_TASK TO COMPLETE_. Reproduce the section of the listing that begins at the line containing "Please spot the forearm" and finishes at the line containing "Please spot the brown". Include both end lines and nothing beyond them.

_GIVEN RECORDS_.

○ ○ ○

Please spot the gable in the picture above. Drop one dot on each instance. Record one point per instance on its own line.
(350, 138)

○ ○ ○

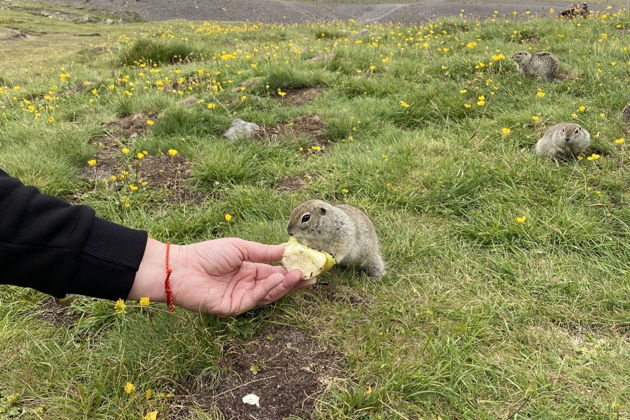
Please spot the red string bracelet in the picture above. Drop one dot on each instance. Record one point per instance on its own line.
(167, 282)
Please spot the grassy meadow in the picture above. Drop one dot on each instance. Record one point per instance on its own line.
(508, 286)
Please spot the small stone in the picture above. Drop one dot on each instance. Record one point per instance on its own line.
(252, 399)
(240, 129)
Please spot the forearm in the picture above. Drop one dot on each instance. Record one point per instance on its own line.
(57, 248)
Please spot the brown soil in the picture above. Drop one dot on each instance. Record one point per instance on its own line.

○ ○ ○

_REPLY TO THE TASK_.
Please spot the forearm in the picture above. Drop one dot on each instance. Record one point per instance on its own line.
(57, 248)
Please spot the brown soil in the picture above. Drop one dot on each instance. Record one point per instance on its own line.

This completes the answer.